- Written problem: Substitute "image" for every "photo" in the items below, and rewrite their lines with nothing else altered. Leave the pictures out of your output.
[start of Exercise inputs]
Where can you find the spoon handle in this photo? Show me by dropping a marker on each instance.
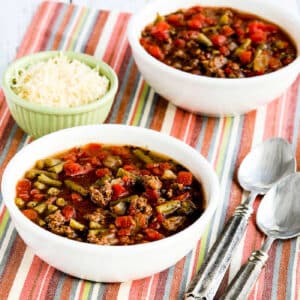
(206, 282)
(240, 287)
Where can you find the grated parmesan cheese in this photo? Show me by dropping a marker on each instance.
(60, 82)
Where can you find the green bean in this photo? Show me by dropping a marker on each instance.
(39, 185)
(53, 191)
(32, 204)
(168, 207)
(40, 164)
(31, 174)
(76, 187)
(94, 225)
(168, 174)
(76, 225)
(261, 61)
(40, 208)
(224, 19)
(246, 43)
(61, 202)
(41, 222)
(47, 180)
(120, 208)
(97, 231)
(19, 202)
(51, 208)
(142, 156)
(50, 162)
(57, 168)
(204, 40)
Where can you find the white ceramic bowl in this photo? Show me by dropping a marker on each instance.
(214, 96)
(109, 263)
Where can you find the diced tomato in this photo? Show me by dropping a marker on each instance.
(185, 177)
(92, 149)
(224, 50)
(274, 63)
(23, 189)
(71, 156)
(160, 217)
(141, 220)
(255, 26)
(258, 36)
(193, 10)
(74, 169)
(102, 172)
(227, 30)
(118, 191)
(30, 213)
(75, 197)
(161, 31)
(154, 225)
(245, 57)
(155, 51)
(129, 167)
(68, 211)
(71, 168)
(38, 196)
(145, 172)
(175, 20)
(179, 43)
(153, 235)
(195, 23)
(124, 232)
(182, 196)
(218, 39)
(23, 185)
(124, 221)
(152, 194)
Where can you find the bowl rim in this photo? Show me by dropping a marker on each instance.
(133, 38)
(91, 248)
(44, 55)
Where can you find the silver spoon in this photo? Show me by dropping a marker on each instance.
(278, 216)
(261, 168)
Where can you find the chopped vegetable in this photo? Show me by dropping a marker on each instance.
(110, 194)
(217, 42)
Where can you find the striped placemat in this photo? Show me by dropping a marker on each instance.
(223, 141)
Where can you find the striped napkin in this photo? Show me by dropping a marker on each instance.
(223, 141)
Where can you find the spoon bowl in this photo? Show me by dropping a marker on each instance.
(276, 160)
(278, 215)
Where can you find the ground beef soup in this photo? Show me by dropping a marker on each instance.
(218, 42)
(110, 195)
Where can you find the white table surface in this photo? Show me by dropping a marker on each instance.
(15, 16)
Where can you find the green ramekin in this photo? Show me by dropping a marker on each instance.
(38, 120)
[end of Exercise inputs]
- Task solution:
Where can you find the spoon handle in this image? Show me by dropping a marker on each instance.
(206, 282)
(240, 287)
Where can you find the grated parmesan cheese in this image? Show me by dropping a marker on each instance.
(60, 82)
Where can you find the green bean in this image? Show me by dropping a marker on each instance.
(39, 185)
(53, 191)
(32, 204)
(168, 207)
(40, 164)
(31, 174)
(76, 187)
(94, 225)
(168, 174)
(76, 225)
(261, 61)
(40, 208)
(224, 19)
(246, 43)
(61, 202)
(41, 222)
(47, 180)
(120, 208)
(97, 231)
(19, 202)
(51, 208)
(142, 156)
(50, 162)
(57, 168)
(204, 40)
Where can you find the white ceramic bowl in this image? Show me by dropping a marker on each instance.
(214, 96)
(109, 263)
Where can you find the diced tomato in this image? Show me by dropping a marker on each instance.
(185, 177)
(92, 149)
(224, 50)
(274, 63)
(23, 189)
(71, 156)
(160, 217)
(141, 220)
(255, 26)
(258, 36)
(193, 10)
(74, 169)
(102, 172)
(227, 30)
(118, 191)
(30, 213)
(75, 197)
(161, 31)
(154, 225)
(245, 57)
(155, 51)
(129, 167)
(68, 211)
(71, 168)
(38, 196)
(145, 172)
(175, 20)
(179, 43)
(153, 235)
(195, 23)
(124, 232)
(182, 196)
(218, 39)
(23, 185)
(124, 221)
(152, 194)
Where can you find the bowl rim in this image? Show me by dropping a marker on each instance.
(133, 38)
(91, 248)
(44, 55)
Where can you find the silver spoon in this image? Show me by dropping a marker on each instance.
(278, 216)
(261, 168)
Where can you find the chopped vegetable in this image? Show me by dropping a marker on each instance.
(110, 194)
(217, 42)
Where can you find the striped placemat in this image? Show me by dropping a marker on each instance.
(223, 141)
Where can you find the striped napkin in this image? Show me by dropping a marker on each instance.
(223, 141)
Where can you find the spoon bowl in this image? Show me by dropping a marker on each instance.
(276, 160)
(278, 215)
Where can you find the ground beef soup in this image? Show me by dropping a marker on each instance.
(218, 42)
(110, 195)
Where can you find the white table surface in this image? Show me by dropping a marker on each instance.
(15, 16)
Where can you find the green ramekin in this image? Show me by dropping a marker on each instance.
(38, 120)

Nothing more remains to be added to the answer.